- TASK DETAILS: Pick out every line in the entries below that contains the string "fender". Case counts.

-------------------------

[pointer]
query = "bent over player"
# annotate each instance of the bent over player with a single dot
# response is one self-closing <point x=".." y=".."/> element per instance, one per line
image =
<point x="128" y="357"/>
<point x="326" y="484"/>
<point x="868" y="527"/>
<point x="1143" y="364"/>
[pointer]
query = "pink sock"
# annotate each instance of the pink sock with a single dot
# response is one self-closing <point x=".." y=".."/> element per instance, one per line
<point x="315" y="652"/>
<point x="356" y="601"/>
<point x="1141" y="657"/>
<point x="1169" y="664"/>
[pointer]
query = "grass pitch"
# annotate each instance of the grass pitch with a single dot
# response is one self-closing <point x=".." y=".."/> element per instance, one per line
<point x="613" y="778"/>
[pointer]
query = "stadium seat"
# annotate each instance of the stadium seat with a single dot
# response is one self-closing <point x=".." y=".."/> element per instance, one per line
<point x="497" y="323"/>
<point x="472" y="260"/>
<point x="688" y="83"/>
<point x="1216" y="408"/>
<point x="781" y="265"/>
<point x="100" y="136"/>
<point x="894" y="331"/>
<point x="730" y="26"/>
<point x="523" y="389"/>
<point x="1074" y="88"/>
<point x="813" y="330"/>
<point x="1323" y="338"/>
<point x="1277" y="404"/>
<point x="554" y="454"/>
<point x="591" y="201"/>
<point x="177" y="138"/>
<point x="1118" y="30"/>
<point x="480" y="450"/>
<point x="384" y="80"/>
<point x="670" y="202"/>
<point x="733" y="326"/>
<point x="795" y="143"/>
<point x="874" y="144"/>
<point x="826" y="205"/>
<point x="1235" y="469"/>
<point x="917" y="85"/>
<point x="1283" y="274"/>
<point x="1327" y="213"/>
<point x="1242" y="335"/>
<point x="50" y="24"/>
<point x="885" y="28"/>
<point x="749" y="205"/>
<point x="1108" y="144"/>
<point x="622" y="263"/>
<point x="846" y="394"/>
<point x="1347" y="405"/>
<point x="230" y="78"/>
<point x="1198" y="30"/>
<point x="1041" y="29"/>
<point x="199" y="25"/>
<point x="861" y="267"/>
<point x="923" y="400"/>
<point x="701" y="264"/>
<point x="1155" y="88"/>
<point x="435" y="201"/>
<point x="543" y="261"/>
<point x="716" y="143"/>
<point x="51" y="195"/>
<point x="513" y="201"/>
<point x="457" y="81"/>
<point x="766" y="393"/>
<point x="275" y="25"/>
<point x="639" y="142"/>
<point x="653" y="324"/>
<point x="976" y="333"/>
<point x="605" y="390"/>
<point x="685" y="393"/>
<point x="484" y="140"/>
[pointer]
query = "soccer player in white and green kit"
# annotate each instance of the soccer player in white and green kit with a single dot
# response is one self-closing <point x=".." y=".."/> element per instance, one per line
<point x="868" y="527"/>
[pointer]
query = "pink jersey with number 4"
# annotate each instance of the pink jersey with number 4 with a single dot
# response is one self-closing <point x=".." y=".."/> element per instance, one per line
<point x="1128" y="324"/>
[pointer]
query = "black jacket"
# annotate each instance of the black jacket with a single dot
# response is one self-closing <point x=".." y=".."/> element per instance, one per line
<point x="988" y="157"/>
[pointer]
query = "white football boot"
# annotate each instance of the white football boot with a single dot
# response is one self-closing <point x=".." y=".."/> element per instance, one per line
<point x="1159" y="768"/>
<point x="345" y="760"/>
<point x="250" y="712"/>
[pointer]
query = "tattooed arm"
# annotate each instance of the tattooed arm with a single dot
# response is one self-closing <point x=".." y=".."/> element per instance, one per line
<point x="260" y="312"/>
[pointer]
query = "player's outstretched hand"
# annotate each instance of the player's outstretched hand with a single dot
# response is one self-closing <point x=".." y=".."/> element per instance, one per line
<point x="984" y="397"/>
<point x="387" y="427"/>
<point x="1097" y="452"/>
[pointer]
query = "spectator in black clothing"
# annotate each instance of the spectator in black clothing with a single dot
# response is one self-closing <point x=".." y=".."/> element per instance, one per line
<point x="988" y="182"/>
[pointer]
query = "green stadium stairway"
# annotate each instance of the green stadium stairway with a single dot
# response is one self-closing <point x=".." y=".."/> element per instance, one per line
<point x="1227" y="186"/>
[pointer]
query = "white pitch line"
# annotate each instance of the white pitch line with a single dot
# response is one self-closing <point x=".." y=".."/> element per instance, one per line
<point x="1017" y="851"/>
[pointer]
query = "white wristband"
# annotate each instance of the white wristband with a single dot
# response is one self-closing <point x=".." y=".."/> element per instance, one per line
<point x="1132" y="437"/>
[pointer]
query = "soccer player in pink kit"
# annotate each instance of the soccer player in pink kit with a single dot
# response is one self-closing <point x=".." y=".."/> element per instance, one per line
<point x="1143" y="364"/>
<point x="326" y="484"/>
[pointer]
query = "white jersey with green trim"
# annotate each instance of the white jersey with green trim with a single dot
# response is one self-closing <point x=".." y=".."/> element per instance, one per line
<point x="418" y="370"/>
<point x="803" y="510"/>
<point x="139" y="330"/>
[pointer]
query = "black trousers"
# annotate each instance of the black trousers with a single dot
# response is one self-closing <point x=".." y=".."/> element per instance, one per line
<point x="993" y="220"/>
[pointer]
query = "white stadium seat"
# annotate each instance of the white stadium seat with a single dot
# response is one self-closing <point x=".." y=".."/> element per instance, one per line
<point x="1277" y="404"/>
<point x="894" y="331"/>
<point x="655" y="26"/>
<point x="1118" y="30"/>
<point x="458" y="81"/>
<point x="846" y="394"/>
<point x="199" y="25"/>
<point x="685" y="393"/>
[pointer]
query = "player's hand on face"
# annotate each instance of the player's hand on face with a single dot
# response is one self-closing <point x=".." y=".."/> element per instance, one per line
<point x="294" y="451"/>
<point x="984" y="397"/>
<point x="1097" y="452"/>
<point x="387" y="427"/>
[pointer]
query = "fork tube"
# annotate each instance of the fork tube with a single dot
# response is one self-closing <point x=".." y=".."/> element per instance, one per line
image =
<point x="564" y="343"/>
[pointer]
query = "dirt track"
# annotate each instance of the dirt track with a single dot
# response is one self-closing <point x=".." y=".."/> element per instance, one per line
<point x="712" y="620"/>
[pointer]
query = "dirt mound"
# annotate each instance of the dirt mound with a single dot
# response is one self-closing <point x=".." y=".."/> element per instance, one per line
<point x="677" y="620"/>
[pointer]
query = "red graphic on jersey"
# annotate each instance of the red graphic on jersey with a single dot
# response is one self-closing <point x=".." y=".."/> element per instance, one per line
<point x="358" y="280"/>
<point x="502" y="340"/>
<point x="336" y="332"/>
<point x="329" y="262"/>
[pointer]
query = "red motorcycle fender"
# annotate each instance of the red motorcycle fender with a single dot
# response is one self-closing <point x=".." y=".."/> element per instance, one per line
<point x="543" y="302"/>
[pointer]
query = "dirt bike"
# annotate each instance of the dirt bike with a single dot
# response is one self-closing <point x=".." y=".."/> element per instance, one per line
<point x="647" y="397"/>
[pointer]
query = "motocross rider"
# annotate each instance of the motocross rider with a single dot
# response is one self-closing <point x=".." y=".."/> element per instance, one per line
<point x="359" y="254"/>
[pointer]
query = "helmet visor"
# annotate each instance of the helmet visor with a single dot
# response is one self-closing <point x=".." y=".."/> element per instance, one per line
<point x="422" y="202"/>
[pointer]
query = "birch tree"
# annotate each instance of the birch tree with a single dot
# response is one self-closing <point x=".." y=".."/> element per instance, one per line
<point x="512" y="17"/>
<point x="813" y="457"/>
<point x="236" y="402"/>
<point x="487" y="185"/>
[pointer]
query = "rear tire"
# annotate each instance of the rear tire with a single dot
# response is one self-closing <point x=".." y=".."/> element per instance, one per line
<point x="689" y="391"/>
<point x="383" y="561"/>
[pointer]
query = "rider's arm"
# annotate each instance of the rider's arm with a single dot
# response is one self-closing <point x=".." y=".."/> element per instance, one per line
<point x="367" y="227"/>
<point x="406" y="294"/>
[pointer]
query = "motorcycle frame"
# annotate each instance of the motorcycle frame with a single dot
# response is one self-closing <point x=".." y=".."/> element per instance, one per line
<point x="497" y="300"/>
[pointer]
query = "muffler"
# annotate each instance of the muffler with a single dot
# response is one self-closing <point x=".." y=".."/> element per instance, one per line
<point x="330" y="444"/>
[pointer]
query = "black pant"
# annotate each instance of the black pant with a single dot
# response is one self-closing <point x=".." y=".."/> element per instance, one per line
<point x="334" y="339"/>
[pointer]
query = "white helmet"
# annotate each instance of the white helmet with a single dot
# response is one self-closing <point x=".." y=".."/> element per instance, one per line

-------------------------

- RESPONSE TO THIS EXERCISE:
query = "red motorcycle fender"
# annotate each instance of the red motorcycle fender with a single dot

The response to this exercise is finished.